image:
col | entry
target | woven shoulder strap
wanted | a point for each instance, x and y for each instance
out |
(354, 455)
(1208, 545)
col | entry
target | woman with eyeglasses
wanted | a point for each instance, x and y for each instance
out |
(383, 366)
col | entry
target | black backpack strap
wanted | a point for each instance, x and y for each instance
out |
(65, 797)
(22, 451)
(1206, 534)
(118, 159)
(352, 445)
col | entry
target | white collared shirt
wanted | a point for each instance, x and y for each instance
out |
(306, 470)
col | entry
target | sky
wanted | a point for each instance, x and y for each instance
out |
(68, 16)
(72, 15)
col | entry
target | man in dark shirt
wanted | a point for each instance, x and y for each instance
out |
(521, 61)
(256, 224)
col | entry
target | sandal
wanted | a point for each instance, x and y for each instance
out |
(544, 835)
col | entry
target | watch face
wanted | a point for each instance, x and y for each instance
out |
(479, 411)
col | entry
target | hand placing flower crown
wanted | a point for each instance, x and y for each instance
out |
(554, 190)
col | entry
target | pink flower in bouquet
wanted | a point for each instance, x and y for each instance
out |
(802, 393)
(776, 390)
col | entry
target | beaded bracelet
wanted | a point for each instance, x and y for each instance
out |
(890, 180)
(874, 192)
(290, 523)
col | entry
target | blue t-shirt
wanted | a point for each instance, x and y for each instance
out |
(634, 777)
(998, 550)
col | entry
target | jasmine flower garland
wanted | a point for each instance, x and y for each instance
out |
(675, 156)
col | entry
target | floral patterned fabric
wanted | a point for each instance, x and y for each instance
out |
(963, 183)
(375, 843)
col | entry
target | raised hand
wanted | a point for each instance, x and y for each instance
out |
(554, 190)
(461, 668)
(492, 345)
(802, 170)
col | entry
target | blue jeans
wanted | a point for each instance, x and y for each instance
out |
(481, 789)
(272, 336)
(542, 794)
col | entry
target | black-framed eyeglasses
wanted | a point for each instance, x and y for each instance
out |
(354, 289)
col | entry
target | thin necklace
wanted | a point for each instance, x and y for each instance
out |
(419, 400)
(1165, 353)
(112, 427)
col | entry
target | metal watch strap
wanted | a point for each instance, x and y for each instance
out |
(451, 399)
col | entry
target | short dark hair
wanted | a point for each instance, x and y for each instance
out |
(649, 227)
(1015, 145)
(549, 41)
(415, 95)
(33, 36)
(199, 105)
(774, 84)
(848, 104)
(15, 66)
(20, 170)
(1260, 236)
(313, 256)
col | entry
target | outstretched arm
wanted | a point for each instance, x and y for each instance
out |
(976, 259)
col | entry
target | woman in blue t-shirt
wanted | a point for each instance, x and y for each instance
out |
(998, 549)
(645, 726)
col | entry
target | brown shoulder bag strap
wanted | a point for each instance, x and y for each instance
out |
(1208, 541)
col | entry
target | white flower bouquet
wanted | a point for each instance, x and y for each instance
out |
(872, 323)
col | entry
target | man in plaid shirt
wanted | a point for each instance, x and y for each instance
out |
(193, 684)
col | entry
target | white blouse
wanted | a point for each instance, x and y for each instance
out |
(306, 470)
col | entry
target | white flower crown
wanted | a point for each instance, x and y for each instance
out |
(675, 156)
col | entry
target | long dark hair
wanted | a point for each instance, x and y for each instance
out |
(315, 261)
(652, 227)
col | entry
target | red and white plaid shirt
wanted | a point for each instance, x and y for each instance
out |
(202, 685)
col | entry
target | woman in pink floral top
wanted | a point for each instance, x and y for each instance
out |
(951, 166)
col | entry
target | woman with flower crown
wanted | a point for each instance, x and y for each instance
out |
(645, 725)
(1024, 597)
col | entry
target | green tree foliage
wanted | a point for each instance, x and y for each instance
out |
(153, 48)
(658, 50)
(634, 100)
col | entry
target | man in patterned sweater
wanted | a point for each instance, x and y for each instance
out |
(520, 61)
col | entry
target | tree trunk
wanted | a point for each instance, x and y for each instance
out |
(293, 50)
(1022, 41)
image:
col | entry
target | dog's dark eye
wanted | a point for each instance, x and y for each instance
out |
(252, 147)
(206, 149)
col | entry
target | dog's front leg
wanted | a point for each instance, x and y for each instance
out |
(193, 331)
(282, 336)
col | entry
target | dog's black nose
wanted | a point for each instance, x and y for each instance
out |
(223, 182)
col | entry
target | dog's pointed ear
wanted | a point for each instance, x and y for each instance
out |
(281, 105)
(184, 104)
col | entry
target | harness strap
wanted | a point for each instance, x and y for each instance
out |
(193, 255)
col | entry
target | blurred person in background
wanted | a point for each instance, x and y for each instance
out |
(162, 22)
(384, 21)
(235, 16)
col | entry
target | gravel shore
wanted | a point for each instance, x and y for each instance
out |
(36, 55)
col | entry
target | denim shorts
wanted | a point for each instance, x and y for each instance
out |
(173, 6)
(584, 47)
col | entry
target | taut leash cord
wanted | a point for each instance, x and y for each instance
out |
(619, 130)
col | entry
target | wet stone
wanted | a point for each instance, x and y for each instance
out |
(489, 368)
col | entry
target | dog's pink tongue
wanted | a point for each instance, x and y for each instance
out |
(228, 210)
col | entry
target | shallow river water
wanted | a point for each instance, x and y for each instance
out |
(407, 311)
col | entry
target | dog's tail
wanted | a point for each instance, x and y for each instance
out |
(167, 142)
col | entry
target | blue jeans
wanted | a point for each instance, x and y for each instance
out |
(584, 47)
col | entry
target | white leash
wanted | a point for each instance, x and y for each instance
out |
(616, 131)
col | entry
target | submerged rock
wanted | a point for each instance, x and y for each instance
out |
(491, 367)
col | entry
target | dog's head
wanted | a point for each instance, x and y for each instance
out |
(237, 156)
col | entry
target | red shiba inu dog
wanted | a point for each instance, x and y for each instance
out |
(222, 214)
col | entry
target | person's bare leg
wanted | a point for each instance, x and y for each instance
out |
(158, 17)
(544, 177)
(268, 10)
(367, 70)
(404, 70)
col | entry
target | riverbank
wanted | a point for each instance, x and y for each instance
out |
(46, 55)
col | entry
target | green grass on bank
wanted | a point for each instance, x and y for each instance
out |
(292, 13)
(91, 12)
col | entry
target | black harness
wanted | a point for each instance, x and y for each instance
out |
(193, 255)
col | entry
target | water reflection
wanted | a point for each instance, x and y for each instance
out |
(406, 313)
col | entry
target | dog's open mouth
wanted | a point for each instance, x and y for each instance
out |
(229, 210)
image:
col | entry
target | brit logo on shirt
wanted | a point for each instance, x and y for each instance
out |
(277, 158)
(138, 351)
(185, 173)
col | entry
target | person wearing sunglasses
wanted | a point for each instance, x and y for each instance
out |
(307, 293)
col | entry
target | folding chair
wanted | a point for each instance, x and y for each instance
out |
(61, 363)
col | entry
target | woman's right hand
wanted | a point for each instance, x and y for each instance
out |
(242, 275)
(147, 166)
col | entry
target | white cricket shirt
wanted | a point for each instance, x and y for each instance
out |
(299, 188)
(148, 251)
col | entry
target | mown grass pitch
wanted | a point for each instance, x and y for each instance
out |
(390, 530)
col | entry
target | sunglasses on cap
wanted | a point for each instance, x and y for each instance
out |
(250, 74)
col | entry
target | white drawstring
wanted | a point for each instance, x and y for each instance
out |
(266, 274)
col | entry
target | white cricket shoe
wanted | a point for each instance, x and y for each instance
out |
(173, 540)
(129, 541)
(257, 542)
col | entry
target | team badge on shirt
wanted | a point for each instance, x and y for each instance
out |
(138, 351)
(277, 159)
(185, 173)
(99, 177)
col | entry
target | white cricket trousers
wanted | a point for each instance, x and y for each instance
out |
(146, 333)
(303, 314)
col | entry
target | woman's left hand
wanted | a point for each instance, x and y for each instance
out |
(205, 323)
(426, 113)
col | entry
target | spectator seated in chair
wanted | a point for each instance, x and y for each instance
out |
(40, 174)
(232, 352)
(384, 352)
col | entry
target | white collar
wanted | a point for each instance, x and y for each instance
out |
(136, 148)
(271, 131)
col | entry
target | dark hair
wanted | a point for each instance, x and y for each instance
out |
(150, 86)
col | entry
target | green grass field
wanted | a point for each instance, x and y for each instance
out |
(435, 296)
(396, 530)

- To do
Would you count the lines in the data that include the word "plaid" and reply with only the number?

- Response below
2